Reproduce every one of the following entries word for word, leaving out the pictures.
::::
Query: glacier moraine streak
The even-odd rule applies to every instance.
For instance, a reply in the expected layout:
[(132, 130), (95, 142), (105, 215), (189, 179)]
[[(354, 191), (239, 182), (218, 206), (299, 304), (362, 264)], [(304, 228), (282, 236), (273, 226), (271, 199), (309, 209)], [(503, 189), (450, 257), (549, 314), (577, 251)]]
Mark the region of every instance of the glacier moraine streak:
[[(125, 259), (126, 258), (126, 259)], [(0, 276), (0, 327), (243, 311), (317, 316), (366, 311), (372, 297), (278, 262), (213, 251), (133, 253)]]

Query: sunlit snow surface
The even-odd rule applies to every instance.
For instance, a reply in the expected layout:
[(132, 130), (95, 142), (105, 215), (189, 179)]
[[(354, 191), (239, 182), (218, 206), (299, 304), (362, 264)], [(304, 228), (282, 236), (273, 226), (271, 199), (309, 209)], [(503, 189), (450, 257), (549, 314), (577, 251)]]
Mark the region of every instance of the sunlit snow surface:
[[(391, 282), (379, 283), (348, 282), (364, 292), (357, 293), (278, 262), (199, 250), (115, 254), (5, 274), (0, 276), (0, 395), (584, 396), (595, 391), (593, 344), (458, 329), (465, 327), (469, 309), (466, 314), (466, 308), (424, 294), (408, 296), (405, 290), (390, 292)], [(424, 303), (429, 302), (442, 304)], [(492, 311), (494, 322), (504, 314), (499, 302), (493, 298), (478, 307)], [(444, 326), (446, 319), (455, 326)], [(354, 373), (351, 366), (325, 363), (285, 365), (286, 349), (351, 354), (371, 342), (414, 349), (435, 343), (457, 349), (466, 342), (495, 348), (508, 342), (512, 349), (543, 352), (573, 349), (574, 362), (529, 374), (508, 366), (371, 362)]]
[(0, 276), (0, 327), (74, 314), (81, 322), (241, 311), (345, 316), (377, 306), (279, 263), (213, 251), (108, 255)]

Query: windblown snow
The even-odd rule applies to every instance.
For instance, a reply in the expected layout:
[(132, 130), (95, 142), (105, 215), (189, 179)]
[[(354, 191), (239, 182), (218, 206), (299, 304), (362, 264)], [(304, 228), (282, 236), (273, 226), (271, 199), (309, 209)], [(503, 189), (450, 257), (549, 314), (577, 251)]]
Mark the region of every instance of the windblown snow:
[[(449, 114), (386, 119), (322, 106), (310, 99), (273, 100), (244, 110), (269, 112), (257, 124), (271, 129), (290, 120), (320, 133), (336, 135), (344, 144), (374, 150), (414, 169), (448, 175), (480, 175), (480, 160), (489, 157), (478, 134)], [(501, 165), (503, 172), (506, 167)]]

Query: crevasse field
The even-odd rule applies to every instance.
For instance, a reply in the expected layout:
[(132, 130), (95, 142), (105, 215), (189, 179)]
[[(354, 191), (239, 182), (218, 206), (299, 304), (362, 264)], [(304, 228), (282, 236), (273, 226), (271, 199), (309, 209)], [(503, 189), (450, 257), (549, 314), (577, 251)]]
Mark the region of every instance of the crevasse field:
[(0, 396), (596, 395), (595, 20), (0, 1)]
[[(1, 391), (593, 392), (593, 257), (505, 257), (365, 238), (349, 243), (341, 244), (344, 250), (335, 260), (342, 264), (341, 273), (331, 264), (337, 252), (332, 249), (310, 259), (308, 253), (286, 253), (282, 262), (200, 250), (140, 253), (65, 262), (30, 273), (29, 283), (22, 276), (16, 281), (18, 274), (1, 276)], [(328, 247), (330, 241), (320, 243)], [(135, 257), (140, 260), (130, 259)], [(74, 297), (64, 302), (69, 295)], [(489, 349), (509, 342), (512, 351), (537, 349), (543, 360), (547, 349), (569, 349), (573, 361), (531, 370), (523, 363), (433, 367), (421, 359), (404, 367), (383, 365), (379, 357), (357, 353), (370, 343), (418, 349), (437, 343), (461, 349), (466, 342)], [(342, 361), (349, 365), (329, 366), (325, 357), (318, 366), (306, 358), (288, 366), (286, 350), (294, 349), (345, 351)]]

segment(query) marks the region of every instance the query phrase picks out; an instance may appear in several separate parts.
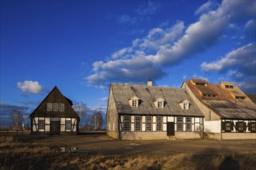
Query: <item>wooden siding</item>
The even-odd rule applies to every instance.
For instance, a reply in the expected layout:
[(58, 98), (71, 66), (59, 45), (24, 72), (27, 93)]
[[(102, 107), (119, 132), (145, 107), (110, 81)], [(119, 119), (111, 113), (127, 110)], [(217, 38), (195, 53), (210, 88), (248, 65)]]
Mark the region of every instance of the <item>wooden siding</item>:
[[(58, 103), (64, 104), (64, 111), (47, 111), (47, 103)], [(47, 97), (42, 101), (38, 107), (31, 114), (31, 117), (69, 117), (78, 118), (79, 116), (73, 109), (68, 100), (66, 99), (61, 92), (55, 87)]]

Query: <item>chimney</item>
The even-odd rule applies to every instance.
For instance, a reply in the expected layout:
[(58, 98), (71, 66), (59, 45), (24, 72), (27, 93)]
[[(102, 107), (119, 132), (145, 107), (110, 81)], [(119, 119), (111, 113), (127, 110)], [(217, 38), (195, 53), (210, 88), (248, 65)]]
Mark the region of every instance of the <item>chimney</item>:
[(147, 82), (147, 86), (148, 87), (152, 87), (152, 84), (153, 84), (152, 80), (151, 80), (151, 79), (150, 79)]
::::
Solution to the exercise >>
Query: glacier moraine streak
The even-odd rule applies to every instance.
For instance, a reply in the expected layout:
[(132, 130), (95, 142), (105, 215), (189, 179)]
[[(354, 191), (239, 182), (218, 206), (299, 304), (362, 264)], [(304, 228), (282, 236), (273, 226), (271, 199), (309, 209)], [(503, 189), (450, 257), (549, 314), (577, 251)]]
Mark the region of every instance of the glacier moraine streak:
[[(125, 259), (126, 258), (126, 259)], [(0, 276), (0, 327), (243, 311), (317, 316), (366, 311), (372, 297), (278, 262), (213, 251), (133, 253)]]

Query: sunlit snow surface
The even-odd rule applies to every instance.
For instance, a reply in the expected layout:
[(132, 130), (95, 142), (105, 215), (189, 179)]
[[(354, 191), (239, 182), (218, 206), (299, 304), (362, 264)], [(304, 228), (282, 236), (273, 226), (271, 199), (309, 209)], [(503, 189), (450, 257), (549, 314), (577, 251)]]
Mark the region of every instance of the sunlit snow surface:
[[(391, 282), (379, 283), (348, 282), (364, 292), (357, 293), (278, 262), (199, 250), (115, 254), (5, 274), (0, 276), (0, 395), (584, 396), (595, 391), (593, 344), (458, 329), (465, 327), (469, 309), (466, 314), (466, 308), (424, 294), (408, 296), (405, 290), (390, 292)], [(424, 303), (429, 302), (442, 304)], [(492, 311), (494, 322), (504, 314), (499, 302), (493, 298), (478, 307)], [(444, 326), (446, 319), (455, 326)], [(354, 373), (351, 366), (325, 363), (285, 365), (286, 349), (351, 354), (371, 342), (414, 349), (435, 343), (457, 349), (466, 342), (495, 348), (508, 342), (512, 349), (543, 352), (573, 349), (574, 362), (529, 374), (508, 366), (371, 362)]]
[(0, 276), (0, 327), (74, 314), (81, 322), (241, 311), (345, 316), (377, 306), (279, 263), (213, 251), (108, 255)]

Query: windblown snow
The even-odd rule applies to every instance.
For instance, a reply in the expected layout:
[(132, 130), (95, 142), (105, 215), (189, 179)]
[[(354, 191), (239, 182), (218, 206), (299, 304), (362, 264)], [(304, 228), (282, 236), (273, 226), (271, 199), (309, 209)], [(503, 189), (450, 257), (549, 314), (577, 251)]]
Mark the region of every instance of the windblown snow:
[[(449, 114), (386, 119), (322, 106), (310, 99), (273, 100), (244, 110), (269, 112), (257, 124), (271, 129), (290, 120), (320, 133), (336, 135), (344, 144), (374, 150), (414, 169), (448, 175), (480, 175), (480, 160), (489, 157), (478, 134)], [(501, 165), (503, 172), (506, 167)]]

Query: crevasse field
The even-odd rule applies to every instance.
For instance, a reply in the expected layout:
[(132, 130), (95, 142), (105, 215), (189, 179)]
[[(354, 191), (239, 182), (218, 206), (299, 304), (362, 264)], [(304, 228), (282, 236), (273, 226), (271, 199), (309, 209)], [(503, 189), (450, 257), (549, 314), (577, 251)]]
Mark the region of every instance of the crevasse field:
[(0, 396), (596, 395), (595, 20), (0, 1)]
[[(1, 391), (593, 392), (593, 257), (505, 257), (365, 238), (349, 243), (341, 244), (344, 250), (335, 260), (342, 264), (341, 273), (331, 264), (337, 252), (332, 249), (310, 259), (308, 253), (286, 253), (282, 262), (200, 250), (140, 253), (65, 262), (30, 273), (29, 283), (22, 276), (16, 281), (18, 274), (1, 276)], [(328, 247), (330, 241), (320, 243)], [(135, 257), (140, 260), (130, 259)], [(74, 297), (64, 302), (69, 295)], [(489, 349), (509, 342), (512, 351), (537, 349), (543, 360), (547, 349), (569, 349), (573, 361), (531, 370), (523, 363), (433, 367), (421, 359), (404, 367), (383, 365), (379, 357), (357, 353), (370, 343), (418, 349), (437, 343), (461, 349), (466, 342)], [(342, 361), (349, 365), (329, 366), (325, 357), (318, 366), (306, 358), (288, 366), (286, 350), (294, 349), (345, 351)]]

segment(query) marks the region of every instance the query phrase picks out; an instance may appear in several separate parts.
Query: <item>wooden siding</item>
The even-odd rule applies to every instance.
For instance, a reply in the expected layout:
[(58, 98), (71, 66), (59, 45), (24, 72), (27, 93)]
[[(102, 107), (119, 132), (145, 107), (110, 81)], [(119, 119), (111, 113), (127, 110)], [(217, 38), (195, 53), (210, 88), (248, 65)]]
Mark the region of every instance of the <item>wooden siding</item>:
[[(58, 103), (64, 104), (64, 111), (47, 111), (47, 103)], [(47, 97), (42, 101), (38, 107), (31, 114), (31, 117), (69, 117), (78, 118), (79, 116), (73, 109), (68, 100), (66, 99), (61, 92), (55, 87)]]

Query: <item>chimney</item>
The even-odd rule applies to every instance.
For instance, a reply in the expected layout:
[(58, 98), (71, 66), (59, 45), (24, 72), (27, 93)]
[[(102, 107), (119, 132), (145, 107), (110, 81)], [(119, 119), (111, 113), (127, 110)], [(217, 38), (195, 53), (210, 88), (248, 65)]]
Mark the region of every instance of the <item>chimney</item>:
[(147, 82), (147, 86), (148, 87), (152, 87), (152, 84), (153, 84), (152, 80), (151, 80), (151, 79), (150, 79)]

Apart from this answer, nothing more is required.